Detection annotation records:
--------------------------------------------------
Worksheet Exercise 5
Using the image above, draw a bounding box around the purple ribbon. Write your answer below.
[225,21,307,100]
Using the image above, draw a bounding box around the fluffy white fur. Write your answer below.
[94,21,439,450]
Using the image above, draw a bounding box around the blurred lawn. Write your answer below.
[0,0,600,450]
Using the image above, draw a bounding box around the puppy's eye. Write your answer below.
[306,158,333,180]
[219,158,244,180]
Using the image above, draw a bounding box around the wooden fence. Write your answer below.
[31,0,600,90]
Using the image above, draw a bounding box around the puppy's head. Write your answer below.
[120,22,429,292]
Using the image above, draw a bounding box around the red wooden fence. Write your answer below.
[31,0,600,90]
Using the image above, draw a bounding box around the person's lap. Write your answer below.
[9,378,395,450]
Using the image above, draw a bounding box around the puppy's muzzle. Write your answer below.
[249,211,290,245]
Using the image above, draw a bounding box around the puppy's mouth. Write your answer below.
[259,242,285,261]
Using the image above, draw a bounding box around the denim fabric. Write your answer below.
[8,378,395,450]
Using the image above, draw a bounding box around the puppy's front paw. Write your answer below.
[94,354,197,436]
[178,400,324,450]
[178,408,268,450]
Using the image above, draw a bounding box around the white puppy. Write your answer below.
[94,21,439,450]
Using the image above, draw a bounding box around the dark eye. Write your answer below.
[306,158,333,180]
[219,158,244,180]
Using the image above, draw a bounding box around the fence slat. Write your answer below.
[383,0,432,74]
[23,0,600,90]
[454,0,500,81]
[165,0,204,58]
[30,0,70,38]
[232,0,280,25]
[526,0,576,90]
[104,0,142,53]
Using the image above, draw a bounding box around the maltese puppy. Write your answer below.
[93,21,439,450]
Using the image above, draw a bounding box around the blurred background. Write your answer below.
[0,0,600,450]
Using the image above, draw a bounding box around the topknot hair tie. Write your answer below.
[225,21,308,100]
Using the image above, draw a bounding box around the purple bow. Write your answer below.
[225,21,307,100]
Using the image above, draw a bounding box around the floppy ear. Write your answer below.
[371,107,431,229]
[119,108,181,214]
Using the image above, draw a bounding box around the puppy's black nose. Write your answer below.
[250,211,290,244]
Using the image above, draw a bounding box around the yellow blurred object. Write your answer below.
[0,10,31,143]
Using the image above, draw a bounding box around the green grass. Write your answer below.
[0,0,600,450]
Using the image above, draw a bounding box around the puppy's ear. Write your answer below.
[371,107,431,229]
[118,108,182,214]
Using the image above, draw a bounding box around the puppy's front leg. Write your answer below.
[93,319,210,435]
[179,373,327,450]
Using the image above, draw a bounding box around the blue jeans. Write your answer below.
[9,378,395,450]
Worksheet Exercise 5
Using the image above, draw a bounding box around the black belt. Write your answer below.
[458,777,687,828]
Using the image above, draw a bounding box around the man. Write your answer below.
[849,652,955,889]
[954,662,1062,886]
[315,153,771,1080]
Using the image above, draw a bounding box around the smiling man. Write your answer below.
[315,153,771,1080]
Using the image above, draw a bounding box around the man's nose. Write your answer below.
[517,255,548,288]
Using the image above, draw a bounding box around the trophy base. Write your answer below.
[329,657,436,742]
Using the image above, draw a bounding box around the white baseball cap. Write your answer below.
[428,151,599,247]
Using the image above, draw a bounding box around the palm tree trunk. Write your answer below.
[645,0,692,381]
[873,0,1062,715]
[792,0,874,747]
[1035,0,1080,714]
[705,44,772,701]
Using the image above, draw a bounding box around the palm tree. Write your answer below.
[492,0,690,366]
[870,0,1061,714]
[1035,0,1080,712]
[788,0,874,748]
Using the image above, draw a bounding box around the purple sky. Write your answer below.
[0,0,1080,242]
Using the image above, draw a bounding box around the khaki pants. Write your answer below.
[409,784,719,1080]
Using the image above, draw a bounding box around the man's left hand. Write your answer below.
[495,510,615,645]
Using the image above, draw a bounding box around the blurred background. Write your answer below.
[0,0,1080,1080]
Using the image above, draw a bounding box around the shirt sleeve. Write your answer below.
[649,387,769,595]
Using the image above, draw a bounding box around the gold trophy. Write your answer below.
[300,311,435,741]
--------------------------------------------------
Rewrite the records above as a Markdown table with two columns, "Row" for the row number and "Line" for the line itself, skipping any blank lines.

| Row | Line |
|---|---|
| 1 | Worksheet Exercise 5 |
| 2 | Using the image above, draw a bounding box around the purple ribbon. Write your answer below. |
| 3 | [225,21,307,100] |
| 4 | Using the image above, draw a bounding box around the fluffy white fur. Write your answer below. |
| 5 | [94,21,439,450] |
| 6 | Using the image above, draw a bounding box around the blurred lawn. Write your answer below. |
| 7 | [0,0,600,450] |
| 8 | Using the image above, draw a bounding box around the puppy's eye. Write your answer below. |
| 9 | [306,158,333,180] |
| 10 | [219,158,244,180] |
| 11 | Using the image above, draw a bounding box around the wooden fence. Write your answer below. |
| 12 | [31,0,600,90] |
| 13 | Using the image above, draw a bounding box around the puppy's head. Write your answer below. |
| 14 | [120,22,429,292] |
| 15 | Using the image above, draw a bounding box around the red wooden fence. Write your answer below. |
| 16 | [31,0,600,90] |
| 17 | Using the image above, draw a bounding box around the person's lap. Write your answer below. |
| 18 | [9,378,395,450] |
| 19 | Using the image above, draw a bounding box around the puppy's muzzle. Write your answer below. |
| 20 | [249,211,290,245] |
| 21 | Using the image above, draw a bounding box around the puppy's mouth. Write your answer below. |
| 22 | [259,242,285,261] |
| 23 | Using the image above, draw a bounding box around the denim fabric. Write your answer below. |
| 24 | [8,378,395,450] |
| 25 | Using the image above, draw a bounding box around the puppy's front paw. Write your answer below. |
| 26 | [94,354,197,436] |
| 27 | [178,400,324,450] |
| 28 | [178,408,268,450] |
| 29 | Using the image above, draw a bounding box around the white puppy. Write your answer below. |
| 30 | [94,21,439,450] |
| 31 | Using the image above, draw a bounding box around the dark eye. Write your answer below. |
| 32 | [306,158,333,180] |
| 33 | [219,158,244,180] |
| 34 | Using the image above, draw a bounding box around the fence slat. Write your answer below. |
| 35 | [383,0,432,74] |
| 36 | [23,0,600,90] |
| 37 | [454,0,500,81] |
| 38 | [165,0,204,58] |
| 39 | [30,0,70,38] |
| 40 | [232,0,280,25] |
| 41 | [526,0,576,90] |
| 42 | [104,0,142,53] |
| 43 | Using the image above, draw a bounding box around the maltese puppy. Write your answer below. |
| 44 | [93,21,439,450] |
| 45 | Using the image above, draw a bounding box around the blurred background. Write your answer below. |
| 46 | [0,0,600,450] |
| 47 | Using the image above, draw a bounding box around the topknot hair tie. Write your answer below. |
| 48 | [225,21,308,100] |
| 49 | Using the image above, draw a bounding box around the purple bow. Write your answer below. |
| 50 | [225,21,307,100] |
| 51 | Using the image above, draw a bounding box around the floppy ear. Write your answer below. |
| 52 | [371,107,431,229] |
| 53 | [119,108,181,214] |
| 54 | Using the image above, draw a bounding box around the puppy's black nose. Write your answer below. |
| 55 | [250,211,290,244] |
| 56 | Using the image above, draw a bounding box around the yellow blurred object. Write your answer below. |
| 57 | [0,10,31,143] |
| 58 | Using the image above, draw a bounding box around the green grass. Write your answer below. |
| 59 | [0,0,600,450] |
| 60 | Using the image above, draw a bounding box around the puppy's ear. Write your answer below. |
| 61 | [371,107,431,229] |
| 62 | [118,108,182,214] |
| 63 | Using the image above, draw a bounding box around the puppy's front leg. Write your answer below. |
| 64 | [93,319,210,435] |
| 65 | [179,373,327,450] |
| 66 | Using the image above, draw a bounding box around the blue jeans. Write your answer below. |
| 67 | [9,378,395,450] |
| 68 | Worksheet Exercise 5 |
| 69 | Using the image above, draw a bounding box around the black belt. Write your answer below. |
| 70 | [458,777,687,828] |
| 71 | Using the image above, draw a bounding box around the man. Write your answer below. |
| 72 | [849,652,955,889] |
| 73 | [954,662,1062,886] |
| 74 | [315,153,771,1080] |
| 75 | Using the image above, draw a bounding box around the smiling man. Write your answer below. |
| 76 | [315,153,771,1080] |
| 77 | Using the image above, draw a bounding box around the man's nose. Write your answer below. |
| 78 | [517,255,548,288] |
| 79 | Using the image above, draw a bounding box around the trophy base. Write your answer below. |
| 80 | [329,657,436,742] |
| 81 | Using the image above, draw a bounding box around the white baseball cap. Write your answer below. |
| 82 | [428,151,599,247] |
| 83 | Using the image above, draw a bounding box around the palm tree trunk. Write your answer below. |
| 84 | [645,0,692,381] |
| 85 | [873,0,1062,715] |
| 86 | [792,0,874,747] |
| 87 | [1035,0,1080,714] |
| 88 | [705,44,772,701] |
| 89 | Using the image above, draw a bounding box around the palm tree. Write your answer below. |
| 90 | [492,0,690,366] |
| 91 | [870,0,1061,714] |
| 92 | [1035,0,1080,712] |
| 93 | [788,0,874,748] |
| 94 | Using the image above, draw a bounding box around the purple sky. Write your answer below. |
| 95 | [0,0,1080,242] |
| 96 | Using the image above, draw a bounding box around the khaki pants. Write your answer below. |
| 97 | [409,784,719,1080] |
| 98 | Using the image above, draw a bounding box around the man's left hand. Write your answer below. |
| 99 | [495,510,615,645] |
| 100 | Using the image above, draw a bounding box around the blurred background. Write your answer below. |
| 101 | [0,0,1080,1080] |
| 102 | Using the image above, draw a bounding box around the shirt sleeve. Write your answer below. |
| 103 | [649,387,769,595] |
| 104 | Using the image above, draw a bounding box around the gold trophy. Write your answer below. |
| 105 | [300,311,435,741] |